(Provided records Opens)

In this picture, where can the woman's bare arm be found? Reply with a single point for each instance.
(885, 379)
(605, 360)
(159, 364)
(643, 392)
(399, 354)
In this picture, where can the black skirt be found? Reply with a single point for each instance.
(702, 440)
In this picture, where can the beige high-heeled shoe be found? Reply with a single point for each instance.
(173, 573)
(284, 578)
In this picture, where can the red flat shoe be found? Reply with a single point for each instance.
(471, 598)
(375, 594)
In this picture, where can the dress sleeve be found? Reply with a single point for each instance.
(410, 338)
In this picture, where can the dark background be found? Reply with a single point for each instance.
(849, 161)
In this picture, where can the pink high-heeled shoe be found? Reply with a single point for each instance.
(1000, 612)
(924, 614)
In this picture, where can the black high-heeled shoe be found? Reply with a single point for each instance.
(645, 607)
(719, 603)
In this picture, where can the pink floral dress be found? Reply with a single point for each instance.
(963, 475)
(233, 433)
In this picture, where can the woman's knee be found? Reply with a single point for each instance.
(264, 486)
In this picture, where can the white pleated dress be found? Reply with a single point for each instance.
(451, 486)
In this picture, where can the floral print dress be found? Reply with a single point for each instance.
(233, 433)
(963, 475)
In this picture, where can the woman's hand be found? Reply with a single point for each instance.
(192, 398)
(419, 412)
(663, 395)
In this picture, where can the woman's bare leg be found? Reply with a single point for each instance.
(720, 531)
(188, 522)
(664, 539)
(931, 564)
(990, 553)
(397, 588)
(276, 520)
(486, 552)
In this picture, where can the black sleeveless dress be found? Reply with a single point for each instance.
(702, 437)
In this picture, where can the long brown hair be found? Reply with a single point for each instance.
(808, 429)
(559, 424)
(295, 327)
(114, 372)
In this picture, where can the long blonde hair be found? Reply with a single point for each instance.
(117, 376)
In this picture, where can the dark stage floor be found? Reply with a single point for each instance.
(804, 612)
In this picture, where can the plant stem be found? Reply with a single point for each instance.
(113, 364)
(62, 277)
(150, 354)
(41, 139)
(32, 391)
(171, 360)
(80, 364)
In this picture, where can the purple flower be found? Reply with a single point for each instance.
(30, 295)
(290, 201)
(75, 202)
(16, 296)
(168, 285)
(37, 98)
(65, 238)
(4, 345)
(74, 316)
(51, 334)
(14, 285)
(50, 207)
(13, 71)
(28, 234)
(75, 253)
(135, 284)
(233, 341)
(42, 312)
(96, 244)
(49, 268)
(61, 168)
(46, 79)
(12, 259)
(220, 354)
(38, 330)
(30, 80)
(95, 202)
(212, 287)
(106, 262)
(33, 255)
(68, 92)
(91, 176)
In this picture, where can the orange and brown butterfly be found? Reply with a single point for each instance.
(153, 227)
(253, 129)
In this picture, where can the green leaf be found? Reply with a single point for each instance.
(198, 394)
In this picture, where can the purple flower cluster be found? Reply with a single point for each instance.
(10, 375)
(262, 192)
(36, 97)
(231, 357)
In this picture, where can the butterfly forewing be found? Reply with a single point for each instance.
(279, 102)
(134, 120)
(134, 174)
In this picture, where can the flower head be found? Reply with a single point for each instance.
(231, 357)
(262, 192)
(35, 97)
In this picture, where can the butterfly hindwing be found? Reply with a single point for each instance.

(Provided records Closes)

(Problem statement)
Whatever appears in the records must be returned exactly.

(Reply)
In this picture, where can the woman's bare arm be found? Reply with a single point for each instance.
(885, 379)
(605, 360)
(159, 364)
(643, 392)
(399, 354)
In this picture, where can the black skirt be found? Reply with a single point for each instance.
(702, 440)
In this picture, where can the beige high-heeled shoe be found? Reply with a single point for each instance.
(173, 573)
(284, 578)
In this picture, where can the red flat shoe be found? Reply with a single point for each instance.
(471, 598)
(375, 594)
In this picture, where can the dress sleeve be found? Reply with a single point for each instance.
(410, 338)
In this picture, where can the dark background be found? Reply with a single point for each instance.
(849, 161)
In this picture, where can the pink high-heeled shoe be found? Reply with a single point for each instance.
(1000, 612)
(924, 614)
In this picture, where can the black high-heeled shoe be found? Reply with a single point for each instance.
(645, 607)
(719, 603)
In this picture, where can the pink floral dress be found? Reply with a single point for each instance.
(963, 475)
(233, 433)
In this picture, where can the woman's knee be found? Reply with a single point for each instance.
(264, 486)
In this picture, where can the white pleated dress be found? Reply with a single point for each instance.
(451, 486)
In this picture, where can the floral print dress be found? Reply with a single point for each instance.
(233, 433)
(963, 475)
In this picture, where can the woman's hand be found? Reply with a single point for each instance.
(192, 398)
(419, 412)
(663, 395)
In this picture, where can the woman's bare leg be found? Reply with a single point for each instance.
(720, 531)
(188, 522)
(664, 539)
(931, 564)
(990, 553)
(397, 588)
(276, 520)
(486, 552)
In this picture, where can the black sleeveless dress be found? Reply with a single point for each instance.
(702, 437)
In this picture, where can the long brown hair be found? Reply with a single point for each instance.
(808, 429)
(559, 424)
(295, 327)
(114, 372)
In this picture, where can the long blonde hair be found? Reply with a single point for each instance.
(117, 376)
In this picture, where can the dark stage floor be found? Reply with a single point for each instance.
(804, 612)
In this picture, where can the plant stem be found? Reply with a single point for each instance.
(113, 364)
(62, 277)
(150, 354)
(41, 139)
(32, 391)
(171, 360)
(80, 364)
In this picture, where can the purple flower be found? Reply with a single point for each instance.
(30, 295)
(290, 201)
(75, 202)
(16, 296)
(168, 285)
(37, 98)
(65, 238)
(4, 345)
(74, 316)
(51, 334)
(14, 285)
(50, 207)
(13, 71)
(28, 234)
(75, 253)
(135, 284)
(233, 341)
(42, 312)
(96, 244)
(49, 268)
(61, 168)
(46, 79)
(12, 259)
(220, 354)
(38, 330)
(30, 80)
(95, 202)
(212, 287)
(106, 262)
(33, 255)
(68, 92)
(91, 176)
In this picture, where can the orange and brown butterfly be found? Reply with a single point for each instance.
(153, 227)
(253, 129)
In this picture, where can the green leaf be found? Reply with a single point for each instance.
(198, 394)
In this picture, where can the purple flower cluster be found? Reply with a single point for each instance.
(10, 375)
(262, 192)
(36, 97)
(231, 357)
In this picture, where can the butterfly forewing be found? Reply with a single point for each instance.
(279, 102)
(134, 120)
(134, 174)
In this picture, where can the flower head be found? Reply with a single point for each instance.
(231, 357)
(262, 192)
(35, 97)
In this picture, where can the butterfly hindwing be found? Reply with a single point for each instance.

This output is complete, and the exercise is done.